» **TEXTABSCHNITT**:
....

Den Namen „Kőkút“ (bei Kiskunmajsa) könnte man mit Steinbrunnen übersetzen. Wann da von wem der erste Brunnen gegraben oder gebaut wurde, liegt schon im Nebel der Geschichte. Aber später ist es auch häufiger passiert, wenn die Bauern Brunnen oder etwas anderes gegraben haben, dass sie nach einigen Metern auf Kalkstein, Sandstein oder Feldstein stießen. Nach Ausgrabungen haben die Archäologen vermerkt, dass Kőkút im Mittelalter ein Ort mit eigener Kirche war. Wann genau die Tragödie, also die Vernichtung des Dorfes durch die Türken im 16. Jh. geschehen ist, konnte bisher nicht genau ermittelt werden.

....

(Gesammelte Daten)
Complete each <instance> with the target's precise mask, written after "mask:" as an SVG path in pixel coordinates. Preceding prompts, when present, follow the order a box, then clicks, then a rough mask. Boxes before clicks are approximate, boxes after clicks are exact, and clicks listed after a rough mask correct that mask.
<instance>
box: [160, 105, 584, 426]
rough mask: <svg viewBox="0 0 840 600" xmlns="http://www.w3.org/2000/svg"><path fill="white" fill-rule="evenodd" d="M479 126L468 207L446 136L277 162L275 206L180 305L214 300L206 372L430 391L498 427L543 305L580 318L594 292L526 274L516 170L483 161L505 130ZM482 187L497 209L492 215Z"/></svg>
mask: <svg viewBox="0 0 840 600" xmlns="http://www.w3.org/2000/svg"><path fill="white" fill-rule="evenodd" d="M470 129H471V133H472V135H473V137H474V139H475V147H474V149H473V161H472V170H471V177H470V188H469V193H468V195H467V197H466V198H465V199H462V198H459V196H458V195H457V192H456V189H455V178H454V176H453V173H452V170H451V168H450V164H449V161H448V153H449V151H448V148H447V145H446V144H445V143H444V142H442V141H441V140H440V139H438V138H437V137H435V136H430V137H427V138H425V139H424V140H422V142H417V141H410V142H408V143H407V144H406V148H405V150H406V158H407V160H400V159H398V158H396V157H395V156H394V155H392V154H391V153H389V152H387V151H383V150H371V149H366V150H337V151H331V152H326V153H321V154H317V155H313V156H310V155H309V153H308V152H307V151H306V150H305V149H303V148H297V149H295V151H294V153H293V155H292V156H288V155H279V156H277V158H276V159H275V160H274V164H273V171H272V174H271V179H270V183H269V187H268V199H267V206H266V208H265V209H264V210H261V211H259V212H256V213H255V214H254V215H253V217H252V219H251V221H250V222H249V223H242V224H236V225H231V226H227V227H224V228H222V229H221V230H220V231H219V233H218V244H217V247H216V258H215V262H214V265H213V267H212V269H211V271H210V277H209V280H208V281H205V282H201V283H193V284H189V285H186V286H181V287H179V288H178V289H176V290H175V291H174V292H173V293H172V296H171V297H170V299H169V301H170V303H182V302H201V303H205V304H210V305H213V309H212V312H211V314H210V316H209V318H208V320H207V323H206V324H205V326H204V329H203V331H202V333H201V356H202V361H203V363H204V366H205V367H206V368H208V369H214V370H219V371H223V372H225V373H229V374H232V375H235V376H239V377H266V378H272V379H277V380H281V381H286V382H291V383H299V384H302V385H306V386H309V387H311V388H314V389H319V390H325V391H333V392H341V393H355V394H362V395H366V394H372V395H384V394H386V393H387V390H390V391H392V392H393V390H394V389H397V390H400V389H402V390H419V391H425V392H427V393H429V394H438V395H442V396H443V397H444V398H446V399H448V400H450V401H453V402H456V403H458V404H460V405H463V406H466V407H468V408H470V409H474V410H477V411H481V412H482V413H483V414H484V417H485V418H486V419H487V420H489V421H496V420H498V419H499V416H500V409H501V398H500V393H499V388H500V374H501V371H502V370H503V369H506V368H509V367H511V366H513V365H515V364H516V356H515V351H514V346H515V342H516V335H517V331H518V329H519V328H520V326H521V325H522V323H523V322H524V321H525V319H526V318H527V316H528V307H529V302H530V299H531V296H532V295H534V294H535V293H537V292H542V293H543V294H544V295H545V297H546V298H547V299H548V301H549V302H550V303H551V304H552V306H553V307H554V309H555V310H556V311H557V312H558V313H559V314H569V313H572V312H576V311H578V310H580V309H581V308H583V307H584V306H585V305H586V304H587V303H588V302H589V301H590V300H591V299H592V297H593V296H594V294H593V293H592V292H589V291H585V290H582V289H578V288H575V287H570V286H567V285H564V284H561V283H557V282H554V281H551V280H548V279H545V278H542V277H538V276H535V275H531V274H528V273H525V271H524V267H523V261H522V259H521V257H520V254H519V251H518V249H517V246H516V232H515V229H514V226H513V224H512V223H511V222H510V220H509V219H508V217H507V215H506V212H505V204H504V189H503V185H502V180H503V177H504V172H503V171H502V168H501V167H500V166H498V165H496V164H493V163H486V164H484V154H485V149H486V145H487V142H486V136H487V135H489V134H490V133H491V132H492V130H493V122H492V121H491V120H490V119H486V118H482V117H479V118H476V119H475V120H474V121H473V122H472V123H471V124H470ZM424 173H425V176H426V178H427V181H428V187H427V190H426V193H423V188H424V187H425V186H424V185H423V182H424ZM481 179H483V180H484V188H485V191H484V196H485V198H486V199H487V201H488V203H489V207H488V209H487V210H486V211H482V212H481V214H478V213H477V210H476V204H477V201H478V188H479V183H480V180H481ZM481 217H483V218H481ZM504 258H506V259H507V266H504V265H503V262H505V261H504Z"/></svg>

....

» **AUFGABE 1**: Gib die Zeilen der Liste Wort für Wort wieder, beginnend mit der ersten Zeile der Liste bis einschließlich der Zeile mit „rough mask: <svg“.
» **AUFGABE 2**: Führe den Textabschnitt über das Dorf Kőkút im Anschluss an seinen letzten Satz fort.

» **ANTWORTTEIL 1**:
Complete each <instance> with the target's precise mask, written after "mask:" as an SVG path in pixel coordinates. Preceding prompts, when present, follow the order a box, then clicks, then a rough mask. Boxes before clicks are approximate, boxes after clicks are exact, and clicks listed after a rough mask correct that mask.
<instance>
box: [160, 105, 584, 426]
rough mask: <svg viewBox="0 0 840 600" xmlns="http://www.w3.org/2000/svg"><path fill="white" fill-rule="evenodd" d="M479 126L468 207L446 136L277 162L275 206L180 305L214 300L206 372L430 391L498 427L543 305L580 318L594 292L526 274L516 170L483 161L505 130ZM482 187L497 209L492 215Z"/></svg>

» **ANTWORTTEIL 2**:
Nach dem Mittelalter lebten hier die wenigen Bewohner von der Viehzucht. Die Ursache war sehr einfach, die Türken. Sie haben die Wälder vernichtet, damit die Bauern keine Zuflucht fanden. Außerdem konnten sie ihre Festungen hier nur aus Holz und Lehm bauen. So sind riesengroße Weideflächen entstanden. Zweitens, die Türken haben auf Graurinder keine Steuer erhoben. Deshalb haben die unterdrückten, in ihrer Anzahl immer mehr schrumpfenden Ungarn diese anspruchslosen Tiere und daneben noch Zackelschafe gezüchtet. Seit dem Mittelalter war das ungarische Fleisch in Westeuropa immer gefragt und so haben die Haiducken (die Treiber) die Rinder bis nach Wien, Passau, Ulm oder sogar Nürnberg getrieben.
So haben die Türken das Siedlungssystem in diesem Gebiet, das Kleinkumanien (ung: Kiskunság) genannt wurde, völlig verändert. Die Bevölkerung flüchtete aus den Dörfern und zog in die stetig wachsenden Marktflecken wie Kiskunhalas, Szeged, Kecskemét oder Nagykőrös.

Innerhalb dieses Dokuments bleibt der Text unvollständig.